◆ **AIM**
Render all of the records below as one numbered list with each line as its own item. Leave out the blank lines and the pictures.
+++ MATERIAL FOR THE TASK +++
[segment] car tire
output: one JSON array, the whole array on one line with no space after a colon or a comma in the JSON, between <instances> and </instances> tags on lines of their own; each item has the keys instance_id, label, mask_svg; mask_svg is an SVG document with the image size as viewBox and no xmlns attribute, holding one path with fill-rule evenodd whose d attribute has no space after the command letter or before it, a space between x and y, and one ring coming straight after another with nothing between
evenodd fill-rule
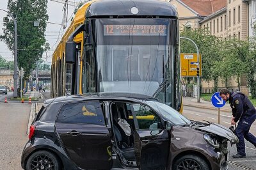
<instances>
[{"instance_id":1,"label":"car tire","mask_svg":"<svg viewBox=\"0 0 256 170\"><path fill-rule=\"evenodd\" d=\"M44 166L43 169L41 168L42 166ZM38 151L30 155L26 162L26 169L35 169L36 167L38 169L45 169L50 166L54 166L51 169L61 169L60 161L54 154L47 151Z\"/></svg>"},{"instance_id":2,"label":"car tire","mask_svg":"<svg viewBox=\"0 0 256 170\"><path fill-rule=\"evenodd\" d=\"M201 170L209 170L209 166L206 161L197 156L193 155L184 155L178 158L173 165L173 170L179 169L201 169Z\"/></svg>"}]
</instances>

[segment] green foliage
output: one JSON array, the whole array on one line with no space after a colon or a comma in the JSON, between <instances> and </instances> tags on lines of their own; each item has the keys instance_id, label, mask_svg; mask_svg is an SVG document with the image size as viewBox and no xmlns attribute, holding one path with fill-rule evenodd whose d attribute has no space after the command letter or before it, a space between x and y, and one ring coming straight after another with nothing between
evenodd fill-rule
<instances>
[{"instance_id":1,"label":"green foliage","mask_svg":"<svg viewBox=\"0 0 256 170\"><path fill-rule=\"evenodd\" d=\"M51 66L44 63L42 59L40 59L37 63L38 70L51 71Z\"/></svg>"},{"instance_id":2,"label":"green foliage","mask_svg":"<svg viewBox=\"0 0 256 170\"><path fill-rule=\"evenodd\" d=\"M202 79L206 81L214 80L216 88L218 79L220 72L218 63L222 60L223 56L220 50L220 40L211 35L207 29L184 28L180 33L180 36L189 38L197 45L202 55ZM180 41L181 53L196 53L195 45L189 41Z\"/></svg>"},{"instance_id":3,"label":"green foliage","mask_svg":"<svg viewBox=\"0 0 256 170\"><path fill-rule=\"evenodd\" d=\"M36 61L47 49L44 37L48 20L47 3L47 0L8 0L8 11L17 23L18 66L24 68L25 77L35 69ZM34 26L34 21L39 22L38 27ZM13 21L5 17L3 26L4 35L0 39L13 52Z\"/></svg>"},{"instance_id":4,"label":"green foliage","mask_svg":"<svg viewBox=\"0 0 256 170\"><path fill-rule=\"evenodd\" d=\"M9 66L10 70L13 70L13 61L7 61L0 56L0 68L7 69L8 66Z\"/></svg>"}]
</instances>

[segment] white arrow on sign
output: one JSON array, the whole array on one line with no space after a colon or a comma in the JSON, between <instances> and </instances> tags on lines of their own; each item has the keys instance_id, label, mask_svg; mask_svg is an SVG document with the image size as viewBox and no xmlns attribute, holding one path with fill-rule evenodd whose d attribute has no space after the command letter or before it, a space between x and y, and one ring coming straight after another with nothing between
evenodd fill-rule
<instances>
[{"instance_id":1,"label":"white arrow on sign","mask_svg":"<svg viewBox=\"0 0 256 170\"><path fill-rule=\"evenodd\" d=\"M220 100L220 98L217 96L214 95L214 97L219 102L218 103L217 103L217 104L221 104L221 105L223 104L223 100L222 98L221 98L221 100Z\"/></svg>"}]
</instances>

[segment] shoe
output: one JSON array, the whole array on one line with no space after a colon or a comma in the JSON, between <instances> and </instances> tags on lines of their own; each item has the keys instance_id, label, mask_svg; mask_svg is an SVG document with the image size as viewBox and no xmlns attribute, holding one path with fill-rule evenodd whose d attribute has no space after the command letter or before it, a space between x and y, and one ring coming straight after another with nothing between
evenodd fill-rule
<instances>
[{"instance_id":1,"label":"shoe","mask_svg":"<svg viewBox=\"0 0 256 170\"><path fill-rule=\"evenodd\" d=\"M233 155L232 157L234 158L245 158L246 157L245 155L241 155L239 153L237 153L236 155Z\"/></svg>"}]
</instances>

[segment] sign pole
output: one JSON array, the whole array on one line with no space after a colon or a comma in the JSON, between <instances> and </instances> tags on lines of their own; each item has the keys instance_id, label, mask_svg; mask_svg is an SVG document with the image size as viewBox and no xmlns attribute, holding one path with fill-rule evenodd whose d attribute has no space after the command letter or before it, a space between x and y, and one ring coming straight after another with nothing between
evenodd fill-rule
<instances>
[{"instance_id":1,"label":"sign pole","mask_svg":"<svg viewBox=\"0 0 256 170\"><path fill-rule=\"evenodd\" d=\"M218 124L220 124L220 109L218 108Z\"/></svg>"},{"instance_id":2,"label":"sign pole","mask_svg":"<svg viewBox=\"0 0 256 170\"><path fill-rule=\"evenodd\" d=\"M199 63L199 61L200 61L199 59L199 50L198 50L198 47L197 47L196 44L195 43L194 41L193 41L191 39L186 38L186 37L180 37L180 39L185 39L185 40L188 40L190 42L191 42L194 45L195 47L196 47L196 54L197 54L197 63ZM200 65L199 65L200 66ZM197 102L199 103L200 102L200 75L196 76L197 77Z\"/></svg>"},{"instance_id":3,"label":"sign pole","mask_svg":"<svg viewBox=\"0 0 256 170\"><path fill-rule=\"evenodd\" d=\"M218 108L218 123L220 124L220 108L225 105L226 102L220 96L220 92L213 93L211 102L214 107Z\"/></svg>"}]
</instances>

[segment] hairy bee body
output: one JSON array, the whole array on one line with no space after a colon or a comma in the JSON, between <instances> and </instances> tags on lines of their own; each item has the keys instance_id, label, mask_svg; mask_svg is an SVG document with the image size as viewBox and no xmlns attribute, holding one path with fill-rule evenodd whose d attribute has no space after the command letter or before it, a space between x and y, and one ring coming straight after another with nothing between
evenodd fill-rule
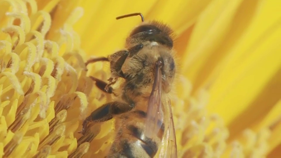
+++
◆ **ANSWER**
1. [segment] car tire
2. output: one JSON array, the whole array on one line with no space after a colon or a comma in the JSON, between <instances> and </instances> tags on lines of their own; each item has the keys instance_id, label, mask_svg; mask_svg is an SVG document with the image size as viewBox and no xmlns attribute, holding one path with fill-rule evenodd whose d attribute has no space after the command letter or before it, a space between x and y, and one ring coming straight after another with nothing between
3. evenodd fill-rule
4. <instances>
5. [{"instance_id":1,"label":"car tire","mask_svg":"<svg viewBox=\"0 0 256 170\"><path fill-rule=\"evenodd\" d=\"M44 166L43 169L41 168L42 166ZM38 151L30 155L26 162L26 169L35 169L36 167L38 169L45 169L50 166L54 166L51 169L61 169L60 161L54 154L47 151Z\"/></svg>"},{"instance_id":2,"label":"car tire","mask_svg":"<svg viewBox=\"0 0 256 170\"><path fill-rule=\"evenodd\" d=\"M201 170L209 170L209 166L206 161L197 156L193 155L184 155L178 158L173 165L173 170L179 169L201 169Z\"/></svg>"}]
6. </instances>
7. [segment] green foliage
8. output: one JSON array, the whole array on one line with no space after a colon or a comma in the JSON, between <instances> and </instances> tags on lines of their own; each item has the keys instance_id, label, mask_svg; mask_svg is an SVG document with the image size as viewBox and no xmlns attribute, holding one path with fill-rule evenodd whose d attribute has no space after the command letter or before it, a space between x and y, and one ring coming straight after another with nothing between
9. evenodd fill-rule
10. <instances>
11. [{"instance_id":1,"label":"green foliage","mask_svg":"<svg viewBox=\"0 0 256 170\"><path fill-rule=\"evenodd\" d=\"M51 66L44 63L42 59L40 59L37 63L38 70L51 71Z\"/></svg>"},{"instance_id":2,"label":"green foliage","mask_svg":"<svg viewBox=\"0 0 256 170\"><path fill-rule=\"evenodd\" d=\"M202 79L206 81L214 80L216 88L218 79L220 72L218 63L222 60L223 56L220 50L220 40L211 35L207 29L184 28L180 33L180 36L189 38L197 45L202 55ZM180 41L181 53L196 53L195 45L189 41Z\"/></svg>"},{"instance_id":3,"label":"green foliage","mask_svg":"<svg viewBox=\"0 0 256 170\"><path fill-rule=\"evenodd\" d=\"M36 61L47 49L44 37L48 20L47 3L47 0L8 0L8 11L17 23L18 66L24 68L25 77L35 69ZM34 26L34 21L39 22L38 27ZM13 21L5 17L3 26L4 35L0 39L13 52Z\"/></svg>"},{"instance_id":4,"label":"green foliage","mask_svg":"<svg viewBox=\"0 0 256 170\"><path fill-rule=\"evenodd\" d=\"M9 66L10 70L13 70L13 61L7 61L0 56L0 68L7 69L8 66Z\"/></svg>"}]
12. </instances>
13. [segment] white arrow on sign
14. output: one JSON array, the whole array on one line with no space after a colon or a comma in the JSON, between <instances> and </instances> tags on lines of their own; each item has the keys instance_id, label, mask_svg; mask_svg is an SVG document with the image size as viewBox and no xmlns attribute, holding one path with fill-rule evenodd whose d attribute has no space after the command letter or before it, a space between x and y, and one ring coming straight after another with nothing between
15. evenodd fill-rule
16. <instances>
17. [{"instance_id":1,"label":"white arrow on sign","mask_svg":"<svg viewBox=\"0 0 256 170\"><path fill-rule=\"evenodd\" d=\"M220 100L220 98L217 96L214 95L214 97L219 102L218 103L217 103L217 104L221 104L221 105L223 104L223 100L222 98L221 98L221 100Z\"/></svg>"}]
18. </instances>
19. [segment] shoe
20. output: one JSON array, the whole array on one line with no space after a colon or a comma in the JSON, between <instances> and </instances> tags on lines of their own; each item has the keys instance_id, label, mask_svg; mask_svg is an SVG document with the image size as viewBox and no xmlns attribute, holding one path with fill-rule evenodd whose d attribute has no space after the command letter or before it, a space between x and y, and one ring coming straight after another with nothing between
21. evenodd fill-rule
22. <instances>
23. [{"instance_id":1,"label":"shoe","mask_svg":"<svg viewBox=\"0 0 256 170\"><path fill-rule=\"evenodd\" d=\"M233 155L232 157L234 158L245 158L246 157L245 155L241 155L239 153L237 153L236 155Z\"/></svg>"}]
24. </instances>
25. [segment] sign pole
26. output: one JSON array, the whole array on one line with no space after a colon or a comma in the JSON, between <instances> and </instances> tags on lines of their own; each item has the keys instance_id, label, mask_svg; mask_svg is an SVG document with the image size as viewBox and no xmlns attribute, holding one path with fill-rule evenodd whose d attribute has no space after the command letter or before it, a space between x and y, and one ring coming straight after another with nothing between
27. evenodd fill-rule
28. <instances>
29. [{"instance_id":1,"label":"sign pole","mask_svg":"<svg viewBox=\"0 0 256 170\"><path fill-rule=\"evenodd\" d=\"M218 124L220 124L220 109L218 108Z\"/></svg>"},{"instance_id":2,"label":"sign pole","mask_svg":"<svg viewBox=\"0 0 256 170\"><path fill-rule=\"evenodd\" d=\"M199 63L199 61L200 61L199 59L199 50L198 50L198 47L197 47L196 44L195 43L194 41L193 41L191 39L186 38L186 37L180 37L180 39L185 39L185 40L188 40L190 42L191 42L194 45L195 47L196 47L196 54L197 54L197 63ZM200 65L199 65L200 66ZM197 102L199 103L200 102L200 75L196 76L197 77Z\"/></svg>"},{"instance_id":3,"label":"sign pole","mask_svg":"<svg viewBox=\"0 0 256 170\"><path fill-rule=\"evenodd\" d=\"M218 108L218 123L220 124L220 108L225 105L226 102L220 96L220 92L213 93L211 102L214 107Z\"/></svg>"}]
30. </instances>
31. [segment] hairy bee body
32. output: one JSON array, the whole array on one line with no space after a colon or a comma in the JSON, between <instances> and </instances> tags on lines of their own; each item has the keys instance_id, label, mask_svg; mask_svg is an SVG document with the image size as viewBox and no xmlns attribute, holding one path with fill-rule evenodd whose d attribute has no space after the command letter or before it, a space between x and y, and one ring coming straight after another with nothing between
33. evenodd fill-rule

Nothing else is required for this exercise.